• **What is being asked**:
Report how many of the lines below contain the string "target", treating uppercase and lowercase as different. Give only the number.

Excerpt from the dataset
--- BEGIN ---

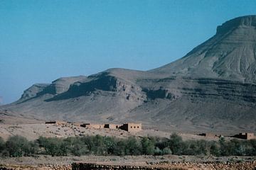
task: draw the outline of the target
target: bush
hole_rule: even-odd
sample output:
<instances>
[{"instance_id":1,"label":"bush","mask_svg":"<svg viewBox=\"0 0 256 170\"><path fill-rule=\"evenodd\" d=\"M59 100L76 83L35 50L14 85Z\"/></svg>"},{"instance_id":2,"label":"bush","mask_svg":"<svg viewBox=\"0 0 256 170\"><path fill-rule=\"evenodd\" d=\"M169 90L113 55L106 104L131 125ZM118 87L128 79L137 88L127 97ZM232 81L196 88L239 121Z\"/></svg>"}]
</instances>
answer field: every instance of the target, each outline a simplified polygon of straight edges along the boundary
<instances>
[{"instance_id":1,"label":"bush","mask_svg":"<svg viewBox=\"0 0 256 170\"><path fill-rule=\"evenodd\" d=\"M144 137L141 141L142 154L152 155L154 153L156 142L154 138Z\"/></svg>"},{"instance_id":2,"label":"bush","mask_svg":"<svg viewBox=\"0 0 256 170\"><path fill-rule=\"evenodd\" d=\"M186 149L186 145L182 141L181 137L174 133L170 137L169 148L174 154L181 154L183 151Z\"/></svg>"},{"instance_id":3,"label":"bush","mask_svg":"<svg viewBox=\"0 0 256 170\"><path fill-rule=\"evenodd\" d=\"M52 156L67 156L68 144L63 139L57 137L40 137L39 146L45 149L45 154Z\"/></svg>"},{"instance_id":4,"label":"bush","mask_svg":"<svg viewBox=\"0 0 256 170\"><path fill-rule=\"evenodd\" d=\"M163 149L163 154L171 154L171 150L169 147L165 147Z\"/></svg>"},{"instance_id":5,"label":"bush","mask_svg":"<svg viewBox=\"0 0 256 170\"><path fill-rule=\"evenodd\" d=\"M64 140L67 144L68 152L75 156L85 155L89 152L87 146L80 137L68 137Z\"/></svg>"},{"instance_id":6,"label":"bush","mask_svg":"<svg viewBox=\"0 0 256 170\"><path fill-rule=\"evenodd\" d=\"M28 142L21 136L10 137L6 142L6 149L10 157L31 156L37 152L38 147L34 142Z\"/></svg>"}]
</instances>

--- END ---

• **Correct answer**:
3